The Mystery of the Magi

Imagination is vital for reading the Bible. Today's Gospel reading is St Matthew 2: 1-12
Series:January - March 2018
Duration:16 mins 24 secs
Sermon Sunday 7 January 2018  Epiphany
  
Lessons             Isaiah 60: 1 - 11           Ephesians 3: 1 – 12        St Matthew 2: 1 – 12
  
Prayer of Illumination
 Let us pray.
 ‘The Light shines in the darkness, and the darkness did not comprehend it.’   O Christ, may the Light of the Sacred radiate within us, illuminating our understanding, leading us further in the inner journey, and opening us ever more fully to Your Presence.   Amen.
 
Whether it is the Adoration of the Magi by Rembrandt or Rubens or the Journey of the Magi by Tissot, there is something seductive, if not hypnotic, about the myth of the magi.   A band of scholars, magicians, astrologers, astronomers, even kings, the wise men, perhaps three in number, embark on a journey, a long journey, in search of what?   Salvation; healing for the human soul?   It is a great privilege, no doubt, for a woman to carry a child in the womb and a blessing for others to place a hand on the unborn child, to feel its presence and life.   Perhaps it was this touch that motivated the magi to leave home and country and travel hundreds, if not thousands, of miles.   Is there a greater more important, more personal motive, than to touch the Divine and to be touched by Transcendence?   The magi represent more than themselves, more than ancient astrologers:  they are the face of everyone who seeks meaning and purpose in life.

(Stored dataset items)
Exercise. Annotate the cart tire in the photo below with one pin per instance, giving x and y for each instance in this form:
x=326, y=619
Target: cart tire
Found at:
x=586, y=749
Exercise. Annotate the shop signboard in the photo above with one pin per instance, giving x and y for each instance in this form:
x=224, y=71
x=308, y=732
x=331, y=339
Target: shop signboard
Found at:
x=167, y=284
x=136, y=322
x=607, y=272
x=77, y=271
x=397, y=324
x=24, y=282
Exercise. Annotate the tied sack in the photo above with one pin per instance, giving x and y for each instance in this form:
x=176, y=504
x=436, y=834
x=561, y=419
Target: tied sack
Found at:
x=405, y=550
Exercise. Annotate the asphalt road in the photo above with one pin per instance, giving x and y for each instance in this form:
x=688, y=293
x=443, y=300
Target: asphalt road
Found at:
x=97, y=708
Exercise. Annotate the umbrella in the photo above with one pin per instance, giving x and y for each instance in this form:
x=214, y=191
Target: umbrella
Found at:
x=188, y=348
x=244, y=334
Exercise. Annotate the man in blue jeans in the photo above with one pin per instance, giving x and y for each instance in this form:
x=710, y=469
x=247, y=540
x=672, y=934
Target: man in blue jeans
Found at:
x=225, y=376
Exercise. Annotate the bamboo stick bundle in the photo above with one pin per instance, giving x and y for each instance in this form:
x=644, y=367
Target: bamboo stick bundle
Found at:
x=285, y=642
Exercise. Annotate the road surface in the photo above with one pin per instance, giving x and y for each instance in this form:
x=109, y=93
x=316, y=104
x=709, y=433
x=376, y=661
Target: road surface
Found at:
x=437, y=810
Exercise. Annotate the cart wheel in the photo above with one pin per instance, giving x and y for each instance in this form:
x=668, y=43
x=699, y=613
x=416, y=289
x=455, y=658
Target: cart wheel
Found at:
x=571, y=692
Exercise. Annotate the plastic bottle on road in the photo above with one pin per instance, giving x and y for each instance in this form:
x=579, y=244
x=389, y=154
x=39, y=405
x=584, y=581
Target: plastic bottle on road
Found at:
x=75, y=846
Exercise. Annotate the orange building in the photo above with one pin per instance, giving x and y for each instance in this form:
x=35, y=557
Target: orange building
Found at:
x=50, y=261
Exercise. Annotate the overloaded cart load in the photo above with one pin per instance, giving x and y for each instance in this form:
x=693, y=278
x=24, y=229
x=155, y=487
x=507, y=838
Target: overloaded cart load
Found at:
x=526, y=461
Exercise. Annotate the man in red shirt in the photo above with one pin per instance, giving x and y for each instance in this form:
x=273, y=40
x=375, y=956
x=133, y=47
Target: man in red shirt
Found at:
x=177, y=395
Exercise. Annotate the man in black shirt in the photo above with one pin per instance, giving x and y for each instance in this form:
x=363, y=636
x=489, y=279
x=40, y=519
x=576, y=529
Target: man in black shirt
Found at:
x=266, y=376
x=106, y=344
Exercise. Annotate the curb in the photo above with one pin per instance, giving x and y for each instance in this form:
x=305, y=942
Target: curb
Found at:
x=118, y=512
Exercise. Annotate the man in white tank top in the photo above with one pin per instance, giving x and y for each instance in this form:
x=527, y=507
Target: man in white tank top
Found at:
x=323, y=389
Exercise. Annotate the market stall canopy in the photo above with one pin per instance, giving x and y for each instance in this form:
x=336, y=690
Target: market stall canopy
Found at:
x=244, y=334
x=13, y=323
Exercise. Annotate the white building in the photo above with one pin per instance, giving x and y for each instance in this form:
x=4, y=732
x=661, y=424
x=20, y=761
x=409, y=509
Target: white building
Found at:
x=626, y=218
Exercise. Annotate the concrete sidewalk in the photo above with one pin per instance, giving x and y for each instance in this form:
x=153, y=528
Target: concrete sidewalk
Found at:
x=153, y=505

Given instruction A:
Restate the Epiphany sermon word for word, everything from "The Mystery of" down to "Your Presence.   Amen.".
Given instruction B:
Rewrite the listing as a JSON list of strings, one string per line and blank lines left out, covering everything from the line that contains "Exercise. Annotate the man in white" down to the end of the listing.

Task solution A:
The Mystery of the Magi

Imagination is vital for reading the Bible. Today's Gospel reading is St Matthew 2: 1-12
Series:January - March 2018
Duration:16 mins 24 secs
Sermon Sunday 7 January 2018  Epiphany
  
Lessons             Isaiah 60: 1 - 11           Ephesians 3: 1 – 12        St Matthew 2: 1 – 12
  
Prayer of Illumination
 Let us pray.
 ‘The Light shines in the darkness, and the darkness did not comprehend it.’   O Christ, may the Light of the Sacred radiate within us, illuminating our understanding, leading us further in the inner journey, and opening us ever more fully to Your Presence.   Amen.

Task solution B:
[
  "Exercise. Annotate the man in white tank top in the photo above with one pin per instance, giving x and y for each instance in this form:",
  "x=527, y=507",
  "Target: man in white tank top",
  "Found at:",
  "x=323, y=389",
  "Exercise. Annotate the market stall canopy in the photo above with one pin per instance, giving x and y for each instance in this form:",
  "x=336, y=690",
  "Target: market stall canopy",
  "Found at:",
  "x=244, y=334",
  "x=13, y=323",
  "Exercise. Annotate the white building in the photo above with one pin per instance, giving x and y for each instance in this form:",
  "x=4, y=732",
  "x=661, y=424",
  "x=20, y=761",
  "x=409, y=509",
  "Target: white building",
  "Found at:",
  "x=626, y=218",
  "Exercise. Annotate the concrete sidewalk in the photo above with one pin per instance, giving x and y for each instance in this form:",
  "x=153, y=528",
  "Target: concrete sidewalk",
  "Found at:",
  "x=153, y=505"
]